> Material supplied:
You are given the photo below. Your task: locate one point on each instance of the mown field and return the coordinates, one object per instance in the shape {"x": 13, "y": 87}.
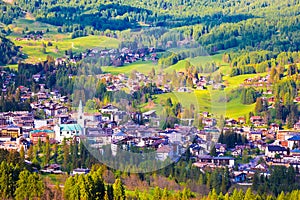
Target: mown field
{"x": 207, "y": 100}
{"x": 140, "y": 66}
{"x": 60, "y": 41}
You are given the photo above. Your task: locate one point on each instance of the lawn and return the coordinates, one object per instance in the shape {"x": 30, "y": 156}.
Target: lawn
{"x": 140, "y": 66}
{"x": 34, "y": 49}
{"x": 207, "y": 100}
{"x": 63, "y": 41}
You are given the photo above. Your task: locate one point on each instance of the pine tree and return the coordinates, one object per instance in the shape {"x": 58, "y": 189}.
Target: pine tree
{"x": 119, "y": 190}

> Brief: Restate word for word every line from the one containing "Target: lawn" through the final line of the listing. Both end lines belong in the answer.

> Response for this exercise:
Target: lawn
{"x": 140, "y": 66}
{"x": 34, "y": 49}
{"x": 207, "y": 100}
{"x": 63, "y": 41}
You are given the photo above. Your task: locate one point on each instance of the pine tree and return the coordinates, one object per instance in the shape {"x": 58, "y": 189}.
Target: pine tree
{"x": 119, "y": 190}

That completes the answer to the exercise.